[Requirements] Report each line of the entries below that contains the string "Query", copying the whole line. Case counts, so include only lines where the capitalization matches.

● ● ● ●

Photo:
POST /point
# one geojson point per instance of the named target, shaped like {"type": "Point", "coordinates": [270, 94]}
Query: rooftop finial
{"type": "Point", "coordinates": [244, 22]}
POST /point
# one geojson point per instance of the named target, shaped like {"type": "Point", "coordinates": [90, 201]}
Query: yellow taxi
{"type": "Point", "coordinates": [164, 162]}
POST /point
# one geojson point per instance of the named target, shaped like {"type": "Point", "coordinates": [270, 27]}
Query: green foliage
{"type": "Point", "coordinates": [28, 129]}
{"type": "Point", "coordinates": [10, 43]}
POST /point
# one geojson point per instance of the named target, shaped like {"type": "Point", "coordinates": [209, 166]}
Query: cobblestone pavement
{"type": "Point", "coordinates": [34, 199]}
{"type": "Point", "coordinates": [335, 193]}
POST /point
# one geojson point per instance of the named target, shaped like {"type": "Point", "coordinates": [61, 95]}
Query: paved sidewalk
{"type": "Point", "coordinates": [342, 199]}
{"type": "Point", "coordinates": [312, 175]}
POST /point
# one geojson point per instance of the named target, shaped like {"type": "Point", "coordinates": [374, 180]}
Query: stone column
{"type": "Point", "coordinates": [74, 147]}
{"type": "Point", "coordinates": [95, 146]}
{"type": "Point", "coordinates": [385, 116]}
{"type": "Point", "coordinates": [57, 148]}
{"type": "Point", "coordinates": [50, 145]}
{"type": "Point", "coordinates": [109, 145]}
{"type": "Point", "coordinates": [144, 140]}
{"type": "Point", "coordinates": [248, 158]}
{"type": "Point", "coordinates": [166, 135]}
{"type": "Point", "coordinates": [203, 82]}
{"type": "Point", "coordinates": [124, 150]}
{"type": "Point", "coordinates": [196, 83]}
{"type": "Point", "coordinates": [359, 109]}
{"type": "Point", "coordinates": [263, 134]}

● ● ● ●

[Reply to the exercise]
Query: rooftop finial
Query: yellow taxi
Query: green foliage
Query: cobblestone pavement
Query: paved sidewalk
Query: stone column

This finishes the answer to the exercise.